_Extrait retenu_:
Le chef de l’Etat Ibrahim Boubacar Kéïta vient de rencontrer à Koulouba les membres d’une mission conjointe du Conseil de paix et de sécurité de l’Union africaine et du Comité politique et de sécurité de l’Union européenne. Cette mission, qui est une première, entendait évaluer la situation sécuritaire au Mali et s’enquérir de l’état d’avancement du processus de paix au travers d’interactions avec les autorités et acteurs politiques maliens, ainsi que les partenaires internationaux présents au Mali. Saisissant cette opportunité, IBK n’a pas manqué de tenir un langage franc à ses interlocuteurs.

_Données fournies_:
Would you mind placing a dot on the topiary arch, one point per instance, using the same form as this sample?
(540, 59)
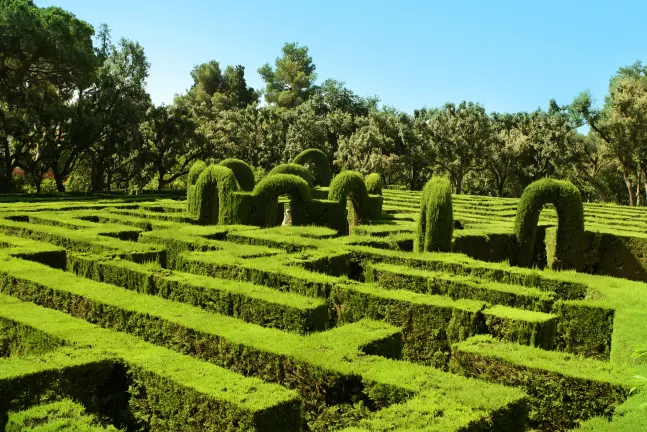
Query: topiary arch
(350, 186)
(194, 172)
(242, 171)
(293, 169)
(319, 160)
(436, 220)
(374, 184)
(212, 196)
(566, 198)
(268, 190)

_Travail demandé_:
[A] Dites si chacune des affirmations suivantes concorde avec l’extrait sur la mission conjointe, en répondant par oui ou par non et en citant les mots décisifs de cet extrait : (i) le chef de l’État a reçu la mission à Koulouba ; (ii) la mission associait des instances de l’Union africaine et des Nations unies ; (iii) une mission de ce type avait déjà eu lieu auparavant.
[B] Répondez aux questions suivantes à partir de l’extrait sur la mission conjointe :
(i) Quel organe de l’Union européenne prenait part à la mission ?
(ii) Quels étaient les deux objectifs de la mission ?
(iii) Quel langage IBK a-t-il tenu à ses interlocuteurs ?
[C] Rédigez la suite de l’extrait sur la mission conjointe en partant de sa dernière phrase.

_Résultats obtenus_:
[A]
(i) Oui : « Le chef de l’Etat Ibrahim Boubacar Kéïta vient de rencontrer à Koulouba les membres d’une mission conjointe ».
(ii) Non : « du Conseil de paix et de sécurité de l’Union africaine et du Comité politique et de sécurité de l’Union européenne ».
(iii) Non : « Cette mission, qui est une première ».

[B]
(i) Le Comité politique et de sécurité.
(ii) Évaluer la situation sécuritaire au Mali et s’enquérir de l’état d’avancement du processus de paix.
(iii) Un langage franc.

[C]
Après avoir écouté, tour à tour, les chefs des deux délégations sur le bien-fondé de la mission conjointe, le chef de l’Etat leur a tenu un langage franc et direct sur la situation qui prévaut dans le pays. «…Votre mission conjointe est un signal très fort pour nous. C’est la deuxième fois que nous recevons une mission d’une telle importance après celle effectuée dans ce pays, l’année dernière, par le Conseil de Sécurité, qui s’est rendu à Bamako, à notre chevet, tout comme vous aujourd’hui pour engager un dialogue, pour comprendre et mieux cerner toutes les subtilités de la question malienne et de la question de la sécurité au Sahel. Qui (la sécurité) se pose aujourd’hui non pas en terme malien, mais en terme mondial, car ce qui se passe au Sahel concerne l’ensemble africain et le monde entier», a dit le président Kéïta à l’entame de ses propos.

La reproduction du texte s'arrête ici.